### GIVEN REQUEST
Beginning at the line that contains "Warehouse picking: mark the crowd", reproduce every line to the end of the material without changing any of them.

☆ ☆ ☆ ☆

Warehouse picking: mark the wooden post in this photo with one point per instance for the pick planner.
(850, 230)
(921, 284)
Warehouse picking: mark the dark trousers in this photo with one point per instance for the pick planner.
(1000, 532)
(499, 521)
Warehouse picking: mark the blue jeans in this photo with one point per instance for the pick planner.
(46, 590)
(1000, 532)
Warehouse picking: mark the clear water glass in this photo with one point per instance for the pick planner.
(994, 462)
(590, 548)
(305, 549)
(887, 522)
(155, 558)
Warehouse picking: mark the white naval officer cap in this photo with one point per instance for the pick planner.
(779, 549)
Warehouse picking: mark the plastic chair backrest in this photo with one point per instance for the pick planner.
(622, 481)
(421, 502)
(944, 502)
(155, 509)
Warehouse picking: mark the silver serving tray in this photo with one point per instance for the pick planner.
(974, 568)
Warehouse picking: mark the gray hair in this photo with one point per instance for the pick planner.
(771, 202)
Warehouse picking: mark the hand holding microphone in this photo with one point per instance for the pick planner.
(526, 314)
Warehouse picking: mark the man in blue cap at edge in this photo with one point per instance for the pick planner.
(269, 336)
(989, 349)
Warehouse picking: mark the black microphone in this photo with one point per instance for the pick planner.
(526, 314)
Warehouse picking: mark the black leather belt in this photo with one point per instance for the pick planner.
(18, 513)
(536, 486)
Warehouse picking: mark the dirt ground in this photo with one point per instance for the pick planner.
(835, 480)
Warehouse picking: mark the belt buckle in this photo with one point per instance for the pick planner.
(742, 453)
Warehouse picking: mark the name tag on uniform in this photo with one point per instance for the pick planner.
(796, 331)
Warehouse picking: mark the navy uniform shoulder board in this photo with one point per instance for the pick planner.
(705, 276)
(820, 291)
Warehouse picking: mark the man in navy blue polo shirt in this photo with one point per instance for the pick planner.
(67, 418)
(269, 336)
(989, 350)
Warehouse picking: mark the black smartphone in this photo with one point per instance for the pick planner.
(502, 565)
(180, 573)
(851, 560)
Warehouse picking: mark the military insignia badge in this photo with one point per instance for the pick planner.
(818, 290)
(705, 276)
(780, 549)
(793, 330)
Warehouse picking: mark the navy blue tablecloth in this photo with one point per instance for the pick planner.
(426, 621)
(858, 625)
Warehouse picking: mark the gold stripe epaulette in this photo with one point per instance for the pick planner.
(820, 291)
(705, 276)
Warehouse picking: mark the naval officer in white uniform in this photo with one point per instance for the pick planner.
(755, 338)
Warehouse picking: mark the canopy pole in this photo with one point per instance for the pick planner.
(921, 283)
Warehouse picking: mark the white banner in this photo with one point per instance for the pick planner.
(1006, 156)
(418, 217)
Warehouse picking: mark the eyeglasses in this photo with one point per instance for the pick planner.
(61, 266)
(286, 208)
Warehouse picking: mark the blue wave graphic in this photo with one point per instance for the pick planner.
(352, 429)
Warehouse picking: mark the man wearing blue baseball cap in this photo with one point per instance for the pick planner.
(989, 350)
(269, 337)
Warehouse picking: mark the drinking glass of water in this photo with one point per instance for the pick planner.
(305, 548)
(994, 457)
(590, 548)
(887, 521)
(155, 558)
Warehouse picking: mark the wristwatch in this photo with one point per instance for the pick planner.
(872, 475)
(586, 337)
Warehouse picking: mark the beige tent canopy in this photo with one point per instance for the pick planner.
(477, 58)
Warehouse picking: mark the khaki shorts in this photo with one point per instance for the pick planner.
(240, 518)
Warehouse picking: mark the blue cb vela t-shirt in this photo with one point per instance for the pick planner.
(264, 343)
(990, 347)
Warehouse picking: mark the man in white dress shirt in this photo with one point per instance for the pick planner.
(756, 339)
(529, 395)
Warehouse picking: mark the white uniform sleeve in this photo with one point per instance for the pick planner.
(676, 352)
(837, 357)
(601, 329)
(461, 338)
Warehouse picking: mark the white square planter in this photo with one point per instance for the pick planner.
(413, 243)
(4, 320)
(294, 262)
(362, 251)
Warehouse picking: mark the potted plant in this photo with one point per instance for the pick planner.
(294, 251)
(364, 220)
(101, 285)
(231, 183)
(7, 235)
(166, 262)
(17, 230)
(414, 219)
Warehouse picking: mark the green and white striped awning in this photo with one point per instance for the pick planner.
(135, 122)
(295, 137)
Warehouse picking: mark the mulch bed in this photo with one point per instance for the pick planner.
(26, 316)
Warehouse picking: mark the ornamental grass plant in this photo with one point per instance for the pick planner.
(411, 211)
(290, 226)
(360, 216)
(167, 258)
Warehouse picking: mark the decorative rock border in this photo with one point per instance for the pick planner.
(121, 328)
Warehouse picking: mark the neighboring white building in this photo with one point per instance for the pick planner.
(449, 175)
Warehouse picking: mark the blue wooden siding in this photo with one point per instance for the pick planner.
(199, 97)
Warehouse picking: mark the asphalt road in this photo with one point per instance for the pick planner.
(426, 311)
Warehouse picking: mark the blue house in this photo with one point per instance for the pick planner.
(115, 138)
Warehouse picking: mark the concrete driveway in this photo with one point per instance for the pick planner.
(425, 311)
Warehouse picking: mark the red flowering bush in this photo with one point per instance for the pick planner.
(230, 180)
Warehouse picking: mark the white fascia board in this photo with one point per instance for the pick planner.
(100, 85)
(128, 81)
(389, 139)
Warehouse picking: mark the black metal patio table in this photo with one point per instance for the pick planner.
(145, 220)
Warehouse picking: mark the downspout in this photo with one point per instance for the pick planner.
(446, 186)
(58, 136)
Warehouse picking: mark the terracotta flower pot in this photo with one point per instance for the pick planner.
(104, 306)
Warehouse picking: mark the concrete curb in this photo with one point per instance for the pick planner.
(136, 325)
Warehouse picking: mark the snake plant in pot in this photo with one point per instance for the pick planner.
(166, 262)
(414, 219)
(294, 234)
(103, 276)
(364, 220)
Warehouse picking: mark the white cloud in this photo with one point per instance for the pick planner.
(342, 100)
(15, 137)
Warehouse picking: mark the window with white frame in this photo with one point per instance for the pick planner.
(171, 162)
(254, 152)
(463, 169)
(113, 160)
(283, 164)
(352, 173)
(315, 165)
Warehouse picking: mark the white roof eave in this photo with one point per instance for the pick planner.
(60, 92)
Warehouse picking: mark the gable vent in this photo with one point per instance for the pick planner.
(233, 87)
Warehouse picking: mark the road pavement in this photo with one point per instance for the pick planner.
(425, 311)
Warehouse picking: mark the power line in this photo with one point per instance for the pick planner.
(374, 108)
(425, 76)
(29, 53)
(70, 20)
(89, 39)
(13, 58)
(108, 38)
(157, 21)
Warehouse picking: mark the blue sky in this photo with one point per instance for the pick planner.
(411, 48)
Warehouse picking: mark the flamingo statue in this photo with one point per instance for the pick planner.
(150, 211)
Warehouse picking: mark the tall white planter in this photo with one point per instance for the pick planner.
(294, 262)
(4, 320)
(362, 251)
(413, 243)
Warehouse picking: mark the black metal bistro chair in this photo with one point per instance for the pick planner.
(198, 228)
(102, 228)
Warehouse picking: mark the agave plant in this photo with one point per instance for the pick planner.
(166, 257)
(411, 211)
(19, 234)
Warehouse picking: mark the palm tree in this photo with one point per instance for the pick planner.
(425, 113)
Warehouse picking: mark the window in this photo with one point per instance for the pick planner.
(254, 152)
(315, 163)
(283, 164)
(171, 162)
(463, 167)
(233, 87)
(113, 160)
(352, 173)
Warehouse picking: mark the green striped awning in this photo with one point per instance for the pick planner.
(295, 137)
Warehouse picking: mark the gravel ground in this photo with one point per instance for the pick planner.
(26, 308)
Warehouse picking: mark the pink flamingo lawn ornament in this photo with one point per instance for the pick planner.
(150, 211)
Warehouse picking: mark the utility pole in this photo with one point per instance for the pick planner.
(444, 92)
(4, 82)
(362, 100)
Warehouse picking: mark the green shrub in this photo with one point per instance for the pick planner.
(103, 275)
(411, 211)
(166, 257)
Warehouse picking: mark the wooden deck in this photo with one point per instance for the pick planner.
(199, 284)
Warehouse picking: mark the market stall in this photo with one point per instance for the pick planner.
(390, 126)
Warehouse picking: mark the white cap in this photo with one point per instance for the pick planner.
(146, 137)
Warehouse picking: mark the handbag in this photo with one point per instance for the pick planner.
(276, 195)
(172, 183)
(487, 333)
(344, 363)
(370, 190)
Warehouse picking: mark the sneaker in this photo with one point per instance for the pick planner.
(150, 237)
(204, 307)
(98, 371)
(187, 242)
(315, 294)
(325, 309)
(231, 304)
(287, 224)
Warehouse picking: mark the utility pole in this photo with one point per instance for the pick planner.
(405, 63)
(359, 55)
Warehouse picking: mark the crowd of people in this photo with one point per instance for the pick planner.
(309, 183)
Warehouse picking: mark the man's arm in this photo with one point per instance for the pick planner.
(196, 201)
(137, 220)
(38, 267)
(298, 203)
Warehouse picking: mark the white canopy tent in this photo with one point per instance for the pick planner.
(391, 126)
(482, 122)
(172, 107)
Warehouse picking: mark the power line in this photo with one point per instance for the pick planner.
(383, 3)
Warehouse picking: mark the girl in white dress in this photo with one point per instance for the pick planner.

☆ ☆ ☆ ☆

### RESULT OF THE TASK
Warehouse picking: mark the crowd of people in this photo with one point per instance for the pick planner.
(309, 183)
Warehouse picking: mark the man's arm in this photo with one point per instance for the pick planner.
(196, 201)
(137, 220)
(38, 267)
(298, 203)
Warehouse picking: mark the white canopy tent in this photo with one point per instance for the pick planner.
(391, 126)
(482, 122)
(172, 107)
Warehouse picking: mark the power line in this photo with one point per instance for the pick planner.
(383, 3)
Warehouse picking: mark the girl in white dress in this photo with one point per instance for the pick planner.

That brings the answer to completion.